#### [Extracted data]
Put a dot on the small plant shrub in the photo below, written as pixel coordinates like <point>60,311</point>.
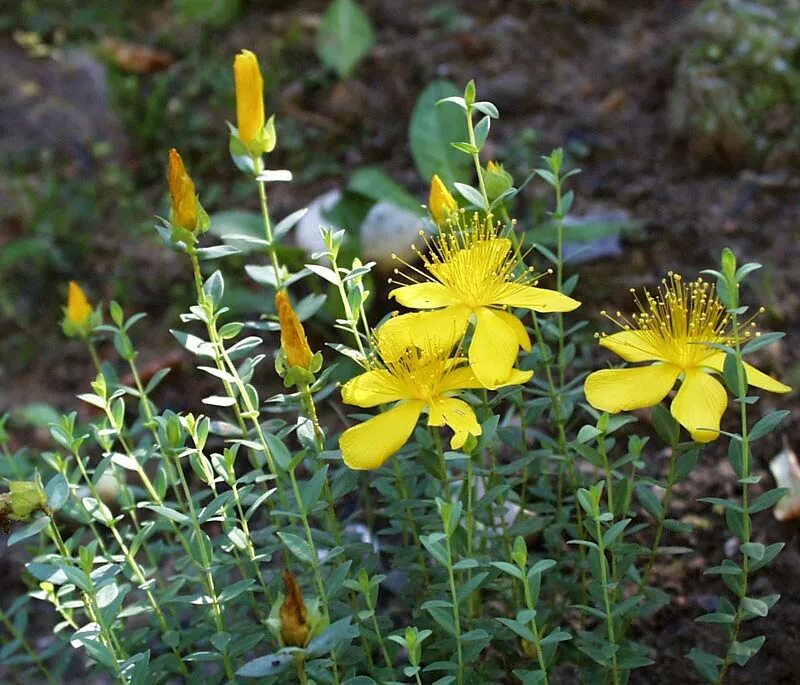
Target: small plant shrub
<point>479,508</point>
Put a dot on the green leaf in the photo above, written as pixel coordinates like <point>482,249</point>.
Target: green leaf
<point>522,630</point>
<point>755,606</point>
<point>272,664</point>
<point>344,37</point>
<point>715,617</point>
<point>434,546</point>
<point>171,514</point>
<point>760,341</point>
<point>297,546</point>
<point>57,492</point>
<point>667,428</point>
<point>471,195</point>
<point>767,424</point>
<point>510,569</point>
<point>433,127</point>
<point>741,652</point>
<point>706,664</point>
<point>28,531</point>
<point>730,373</point>
<point>754,550</point>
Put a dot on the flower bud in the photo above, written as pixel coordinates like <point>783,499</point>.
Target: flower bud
<point>77,321</point>
<point>441,203</point>
<point>293,337</point>
<point>182,194</point>
<point>497,180</point>
<point>249,96</point>
<point>293,614</point>
<point>78,308</point>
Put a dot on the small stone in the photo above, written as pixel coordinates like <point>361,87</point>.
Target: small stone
<point>390,230</point>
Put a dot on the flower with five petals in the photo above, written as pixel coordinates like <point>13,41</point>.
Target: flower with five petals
<point>417,377</point>
<point>471,273</point>
<point>672,330</point>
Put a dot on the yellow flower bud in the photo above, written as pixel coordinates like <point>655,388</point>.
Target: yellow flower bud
<point>441,203</point>
<point>182,193</point>
<point>293,337</point>
<point>249,96</point>
<point>293,614</point>
<point>78,308</point>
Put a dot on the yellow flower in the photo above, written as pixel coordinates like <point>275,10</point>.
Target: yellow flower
<point>182,193</point>
<point>293,614</point>
<point>79,311</point>
<point>293,338</point>
<point>441,203</point>
<point>673,328</point>
<point>418,378</point>
<point>470,274</point>
<point>249,96</point>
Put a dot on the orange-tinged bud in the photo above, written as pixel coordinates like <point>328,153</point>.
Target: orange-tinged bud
<point>78,308</point>
<point>293,337</point>
<point>293,614</point>
<point>249,96</point>
<point>441,203</point>
<point>182,193</point>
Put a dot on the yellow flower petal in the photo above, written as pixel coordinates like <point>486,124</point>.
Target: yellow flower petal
<point>424,296</point>
<point>463,378</point>
<point>440,202</point>
<point>293,336</point>
<point>538,299</point>
<point>699,405</point>
<point>632,346</point>
<point>249,95</point>
<point>615,390</point>
<point>517,326</point>
<point>754,377</point>
<point>371,389</point>
<point>494,348</point>
<point>78,308</point>
<point>182,193</point>
<point>444,326</point>
<point>368,445</point>
<point>458,415</point>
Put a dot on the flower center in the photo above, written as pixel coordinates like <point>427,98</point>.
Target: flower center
<point>471,260</point>
<point>419,371</point>
<point>680,320</point>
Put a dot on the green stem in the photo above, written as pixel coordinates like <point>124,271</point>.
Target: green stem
<point>93,354</point>
<point>476,157</point>
<point>319,442</point>
<point>437,439</point>
<point>352,319</point>
<point>660,524</point>
<point>226,364</point>
<point>566,462</point>
<point>535,630</point>
<point>456,616</point>
<point>741,379</point>
<point>273,254</point>
<point>412,524</point>
<point>205,568</point>
<point>378,633</point>
<point>300,667</point>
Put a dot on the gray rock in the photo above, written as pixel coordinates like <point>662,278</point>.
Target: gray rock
<point>388,229</point>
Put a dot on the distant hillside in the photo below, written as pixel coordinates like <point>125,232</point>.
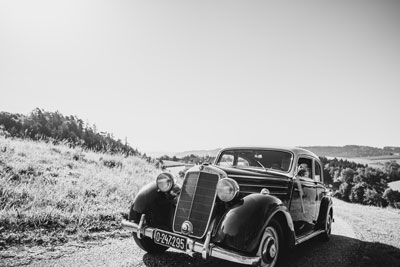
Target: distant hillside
<point>353,151</point>
<point>53,194</point>
<point>201,153</point>
<point>57,128</point>
<point>349,151</point>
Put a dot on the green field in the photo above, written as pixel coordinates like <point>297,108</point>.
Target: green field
<point>52,194</point>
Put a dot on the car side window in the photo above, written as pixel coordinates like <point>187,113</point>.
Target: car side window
<point>304,168</point>
<point>226,160</point>
<point>317,172</point>
<point>242,162</point>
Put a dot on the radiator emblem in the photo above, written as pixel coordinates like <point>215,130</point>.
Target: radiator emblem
<point>187,228</point>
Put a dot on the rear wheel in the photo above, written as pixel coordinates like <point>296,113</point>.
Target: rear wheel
<point>271,245</point>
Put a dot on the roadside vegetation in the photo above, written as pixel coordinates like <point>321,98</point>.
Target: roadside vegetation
<point>377,228</point>
<point>358,183</point>
<point>55,193</point>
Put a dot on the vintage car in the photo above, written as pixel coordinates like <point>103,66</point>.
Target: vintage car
<point>250,206</point>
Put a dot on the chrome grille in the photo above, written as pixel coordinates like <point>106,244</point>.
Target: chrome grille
<point>196,202</point>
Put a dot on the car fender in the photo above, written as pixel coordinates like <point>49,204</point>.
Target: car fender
<point>325,207</point>
<point>241,227</point>
<point>157,206</point>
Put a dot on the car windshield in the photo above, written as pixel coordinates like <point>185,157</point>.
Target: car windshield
<point>264,159</point>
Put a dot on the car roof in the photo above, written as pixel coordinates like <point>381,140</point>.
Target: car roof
<point>295,150</point>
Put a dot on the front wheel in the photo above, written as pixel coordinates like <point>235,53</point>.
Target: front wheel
<point>271,245</point>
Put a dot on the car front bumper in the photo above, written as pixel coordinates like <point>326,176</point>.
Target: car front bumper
<point>206,249</point>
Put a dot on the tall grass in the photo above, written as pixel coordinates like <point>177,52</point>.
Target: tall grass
<point>50,193</point>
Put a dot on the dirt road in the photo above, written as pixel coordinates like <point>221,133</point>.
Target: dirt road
<point>339,251</point>
<point>354,242</point>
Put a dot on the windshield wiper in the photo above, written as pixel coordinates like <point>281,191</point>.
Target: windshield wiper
<point>265,169</point>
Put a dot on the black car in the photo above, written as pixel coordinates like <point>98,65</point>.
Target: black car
<point>250,206</point>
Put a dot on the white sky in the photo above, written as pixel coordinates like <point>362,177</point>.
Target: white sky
<point>182,75</point>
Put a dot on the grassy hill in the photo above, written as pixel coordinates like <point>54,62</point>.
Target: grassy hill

#### [Exercise directions]
Repeat the lines exactly as they stand, from the opening line of the data through the line with "Put a dot on the green leaf". Pictures stay out of the copy.

#### [Response to the task]
Put a dot on the small plant shrub in the photo below, written as pixel coordinates like <point>60,311</point>.
Target: small plant shrub
<point>479,508</point>
Put a dot on the green leaf in the photo above, written as pixel coordinates like <point>482,249</point>.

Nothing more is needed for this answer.